*What to work on:*
All lines in the entries below that hold "lawn" make up the answer.

···

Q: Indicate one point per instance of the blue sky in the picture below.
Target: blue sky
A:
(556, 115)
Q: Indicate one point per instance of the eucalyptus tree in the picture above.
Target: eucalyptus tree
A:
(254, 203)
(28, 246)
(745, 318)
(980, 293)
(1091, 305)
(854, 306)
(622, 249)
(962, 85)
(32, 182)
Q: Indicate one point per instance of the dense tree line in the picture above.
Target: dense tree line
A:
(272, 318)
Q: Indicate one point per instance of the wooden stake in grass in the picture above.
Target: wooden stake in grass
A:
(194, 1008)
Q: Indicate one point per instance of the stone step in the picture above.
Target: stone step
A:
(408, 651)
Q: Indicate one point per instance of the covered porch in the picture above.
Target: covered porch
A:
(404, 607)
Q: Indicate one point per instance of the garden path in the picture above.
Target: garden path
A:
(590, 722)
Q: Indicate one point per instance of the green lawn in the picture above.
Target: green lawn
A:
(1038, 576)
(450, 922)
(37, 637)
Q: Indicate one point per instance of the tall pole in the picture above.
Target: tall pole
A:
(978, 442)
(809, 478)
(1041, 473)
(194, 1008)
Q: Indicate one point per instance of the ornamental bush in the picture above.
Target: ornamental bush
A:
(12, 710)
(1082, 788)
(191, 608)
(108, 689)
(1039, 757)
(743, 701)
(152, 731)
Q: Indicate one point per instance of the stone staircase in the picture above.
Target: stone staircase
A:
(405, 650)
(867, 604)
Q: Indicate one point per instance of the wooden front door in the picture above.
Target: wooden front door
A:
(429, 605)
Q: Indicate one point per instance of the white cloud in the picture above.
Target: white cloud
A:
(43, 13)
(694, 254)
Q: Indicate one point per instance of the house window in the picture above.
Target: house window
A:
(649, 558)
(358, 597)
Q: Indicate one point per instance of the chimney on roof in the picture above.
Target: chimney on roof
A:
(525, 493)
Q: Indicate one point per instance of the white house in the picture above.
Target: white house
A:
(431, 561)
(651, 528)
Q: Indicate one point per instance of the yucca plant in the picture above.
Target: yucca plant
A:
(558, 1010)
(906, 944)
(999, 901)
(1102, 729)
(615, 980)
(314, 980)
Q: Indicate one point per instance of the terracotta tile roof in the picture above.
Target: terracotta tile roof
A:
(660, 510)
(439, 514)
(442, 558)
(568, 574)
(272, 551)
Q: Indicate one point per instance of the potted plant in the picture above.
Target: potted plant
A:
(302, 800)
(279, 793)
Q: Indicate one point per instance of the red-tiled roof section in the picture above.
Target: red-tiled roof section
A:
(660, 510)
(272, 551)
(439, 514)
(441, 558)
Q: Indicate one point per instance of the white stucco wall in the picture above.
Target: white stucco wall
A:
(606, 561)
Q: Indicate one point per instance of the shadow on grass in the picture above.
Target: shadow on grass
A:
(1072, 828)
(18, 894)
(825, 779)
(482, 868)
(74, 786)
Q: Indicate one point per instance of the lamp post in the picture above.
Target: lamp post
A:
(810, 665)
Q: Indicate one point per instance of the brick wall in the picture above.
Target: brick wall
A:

···

*Result:*
Q: Indicate one point per instance of the green lawn in the picture above.
Target: green lawn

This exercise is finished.